- [Challenges]:
• a. Transcribe part of the marketing automation passage word for word, beginning at "IDC predicts the" and stopping after "for content marketers.".
• b. Continue the marketing automation passage, picking up right after its last sentence.

- [Page text]:
= = = = = = =

Marketing automation has the ability to expand the value and impact of your content, capture lead intelligence, improve lead-to-sale conversion rates, drive repeat purchasing, and enhance the overall customer experience. 

Generally speaking, marketing automation takes traditionally manual tasks and, well, automates them. Activities such as contact management, list segmentation, lead scoring and nurturing, A/B testing of website pages and offers, email marketing, and performance measurement and reporting can all be done more efficiently through automation.

IDC predicts the overall market for automating marketing will grow from $3.2 billion in 2010 to $4.8 billion in 2015. Venture funding, mergers, and acquisitions in the space have fueled innovation and advances in technology, opening up significant opportunities for content marketers.

Some of the leading marketing automation players include Act-On, Eloqua, HubSpot, Infusionsoft, Marketo, and Pardot. There are others, but these solutions are a good starting point when evaluating potential partners that can help improve your content marketing ROI.

= = = = = = =

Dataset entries

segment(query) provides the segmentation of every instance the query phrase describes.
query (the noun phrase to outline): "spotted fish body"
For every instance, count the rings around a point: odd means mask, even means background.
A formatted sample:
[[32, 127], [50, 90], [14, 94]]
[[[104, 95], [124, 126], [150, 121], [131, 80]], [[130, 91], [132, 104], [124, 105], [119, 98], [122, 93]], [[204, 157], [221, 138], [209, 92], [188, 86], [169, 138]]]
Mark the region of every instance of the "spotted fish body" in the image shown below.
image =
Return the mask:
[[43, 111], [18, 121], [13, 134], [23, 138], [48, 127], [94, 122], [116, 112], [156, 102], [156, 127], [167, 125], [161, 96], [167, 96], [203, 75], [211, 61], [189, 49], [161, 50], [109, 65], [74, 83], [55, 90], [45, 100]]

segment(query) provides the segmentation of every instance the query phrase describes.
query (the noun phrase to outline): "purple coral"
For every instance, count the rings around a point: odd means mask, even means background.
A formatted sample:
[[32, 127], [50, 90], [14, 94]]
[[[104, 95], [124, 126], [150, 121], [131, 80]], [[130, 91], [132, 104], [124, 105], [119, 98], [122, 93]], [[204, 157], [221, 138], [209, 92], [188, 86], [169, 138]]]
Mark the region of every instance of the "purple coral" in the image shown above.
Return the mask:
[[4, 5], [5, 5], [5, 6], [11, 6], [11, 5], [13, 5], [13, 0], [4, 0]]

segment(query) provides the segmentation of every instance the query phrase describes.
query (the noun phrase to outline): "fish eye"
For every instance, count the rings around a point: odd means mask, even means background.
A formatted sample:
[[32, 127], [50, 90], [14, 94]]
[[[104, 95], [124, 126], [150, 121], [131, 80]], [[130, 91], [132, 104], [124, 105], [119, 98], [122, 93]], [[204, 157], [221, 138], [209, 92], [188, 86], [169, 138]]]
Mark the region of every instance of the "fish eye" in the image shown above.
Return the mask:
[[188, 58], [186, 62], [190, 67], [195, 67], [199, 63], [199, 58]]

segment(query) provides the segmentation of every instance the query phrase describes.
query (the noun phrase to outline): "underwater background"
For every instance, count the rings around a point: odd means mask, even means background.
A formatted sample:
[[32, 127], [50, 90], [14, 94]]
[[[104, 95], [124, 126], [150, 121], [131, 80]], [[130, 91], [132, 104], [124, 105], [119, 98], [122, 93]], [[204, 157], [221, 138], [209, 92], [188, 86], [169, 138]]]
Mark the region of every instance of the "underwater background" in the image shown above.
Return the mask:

= = = = = = =

- [Answers to each task]:
• a.
IDC predicts the overall market for automating marketing will grow from $3.2 billion in 2010 to $4.8 billion in 2015. Venture funding, mergers, and acquisitions in the space have fueled innovation and advances in technology, opening up significant opportunities for content marketers.

• b.
Automation at work: Creating a tech-savvy, performance-driven content campaign

Let’s say your organization’s primary goal is to infuse your sales pipeline with new leads, and you have a secondary goal of segmenting and prioritizing an existing lead database to identify opportunities.

Like any campaign, you’ll want to start with a well-defined content strategy, where you determine your target audiences, establish goal values, and create compelling content assets and offers. But for the purposes of this post, let’s focus on the more technical benefits of marketing automation.

Keep in mind, not all features/capabilities outlined below are available with every marketing automation solution. This is meant to give you perspective on what’s possible, and the areas where marketing automation can help support and streamline your essential content processes.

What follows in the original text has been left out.